» 文書抜粋
私は吹き出すべきか、怒り出すべきかちょっと迷ってからどちらも諦めて尋ねた。

「マイナンバーカードがあれば生年月日の確認は取れるでしょう。なんでもう1枚必要なんです(マイナンバーカードが間違ってる、とでも?)」

「さー、国が決めたことなので」

これ以上は時間の無駄と諦めて私は帰宅し、後日改めてマイナンバーカードと健康保険証を携えて区役所に行った。マイナ保険証が使えるようになったので、もう要らないものと思っていたが、捨てなくてよかった。

なんと新しいカードを受け取る際に、「書類仕事」が必要だった。紙に娘の住所氏名、電話番号、そしてマイナンバーを書き写せというのだ。

「これ書き写すことに、意味あります?」

と聞きたくなったが、これも時間の無駄なので止めた。

» 検討データ
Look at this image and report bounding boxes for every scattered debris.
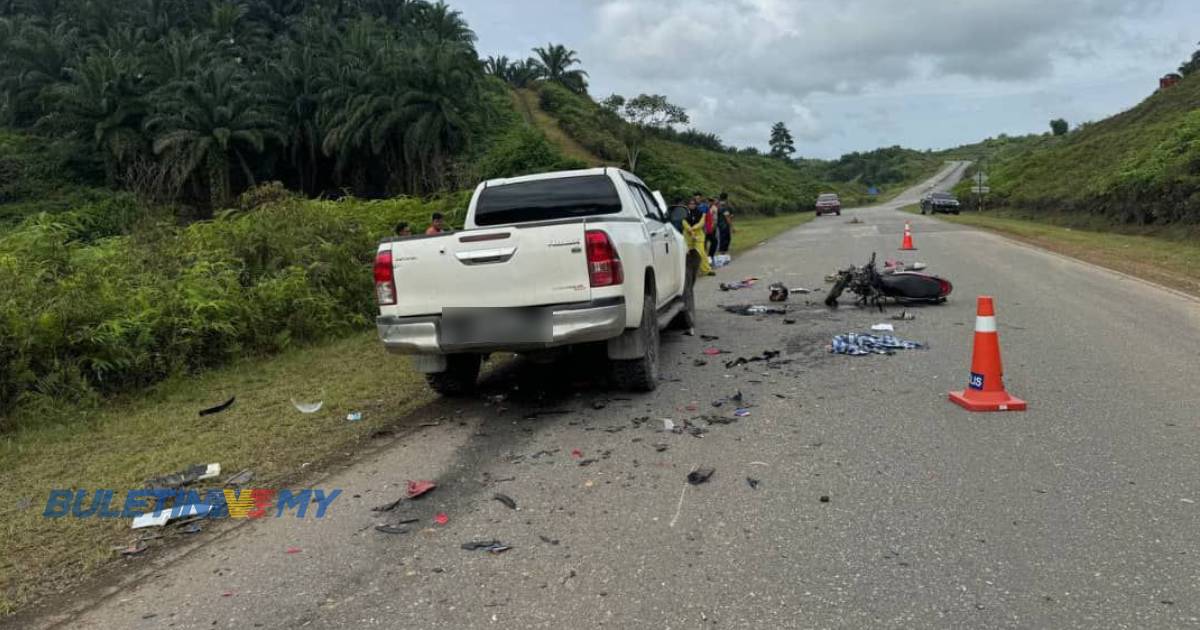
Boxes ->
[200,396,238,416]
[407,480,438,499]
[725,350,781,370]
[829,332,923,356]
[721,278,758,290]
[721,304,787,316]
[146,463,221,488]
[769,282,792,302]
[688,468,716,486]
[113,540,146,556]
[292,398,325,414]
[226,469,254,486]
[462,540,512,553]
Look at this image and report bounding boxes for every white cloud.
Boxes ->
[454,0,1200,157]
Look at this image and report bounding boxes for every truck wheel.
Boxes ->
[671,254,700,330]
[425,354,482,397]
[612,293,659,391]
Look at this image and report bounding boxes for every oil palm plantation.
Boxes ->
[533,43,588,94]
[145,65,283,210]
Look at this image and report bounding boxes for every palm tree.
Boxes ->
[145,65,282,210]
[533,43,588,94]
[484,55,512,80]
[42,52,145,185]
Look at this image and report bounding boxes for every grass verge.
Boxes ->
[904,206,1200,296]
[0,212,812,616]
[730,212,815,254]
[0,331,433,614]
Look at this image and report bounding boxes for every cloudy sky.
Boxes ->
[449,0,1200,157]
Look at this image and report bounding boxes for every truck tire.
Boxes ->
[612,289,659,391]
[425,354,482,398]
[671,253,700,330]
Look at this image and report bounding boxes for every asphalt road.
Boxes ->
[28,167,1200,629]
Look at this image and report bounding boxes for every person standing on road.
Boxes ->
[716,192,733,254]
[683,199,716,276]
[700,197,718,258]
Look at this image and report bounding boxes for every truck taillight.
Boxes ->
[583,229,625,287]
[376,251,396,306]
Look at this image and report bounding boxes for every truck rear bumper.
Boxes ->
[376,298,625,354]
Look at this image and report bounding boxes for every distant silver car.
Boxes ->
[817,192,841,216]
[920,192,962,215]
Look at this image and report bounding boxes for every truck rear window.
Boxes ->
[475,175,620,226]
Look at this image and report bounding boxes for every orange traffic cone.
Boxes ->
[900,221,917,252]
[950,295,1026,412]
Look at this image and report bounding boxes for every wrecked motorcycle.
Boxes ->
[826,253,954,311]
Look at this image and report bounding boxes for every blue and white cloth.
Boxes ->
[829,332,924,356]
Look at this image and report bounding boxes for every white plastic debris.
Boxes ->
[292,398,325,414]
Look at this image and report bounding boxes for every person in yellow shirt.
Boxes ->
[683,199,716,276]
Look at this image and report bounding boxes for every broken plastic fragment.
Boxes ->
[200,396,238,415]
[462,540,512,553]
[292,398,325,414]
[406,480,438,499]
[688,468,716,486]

» 課題指示 A
文書抜粋によると、新しいカードを受け取る際に紙へ書き写すよう求められたのは何か。
» 課題指示 B
文書抜粋のうち、「私は吹き出すべきか、怒り出すべきかちょっと迷ってからどちらも諦めて尋ねた。」から「いたが、捨てなくてよかった。」までを、両端を含めて一字一句違えずに書き出せ。
エントリーは文書抜粋とは関係がない。

» 解答 A
娘の住所氏名、電話番号、そしてマイナンバー。

» 解答 B
私は吹き出すべきか、怒り出すべきかちょっと迷ってからどちらも諦めて尋ねた。

「マイナンバーカードがあれば生年月日の確認は取れるでしょう。なんでもう1枚必要なんです(マイナンバーカードが間違ってる、とでも?)」

「さー、国が決めたことなので」

これ以上は時間の無駄と諦めて私は帰宅し、後日改めてマイナンバーカードと健康保険証を携えて区役所に行った。マイナ保険証が使えるようになったので、もう要らないものと思っていたが、捨てなくてよかった。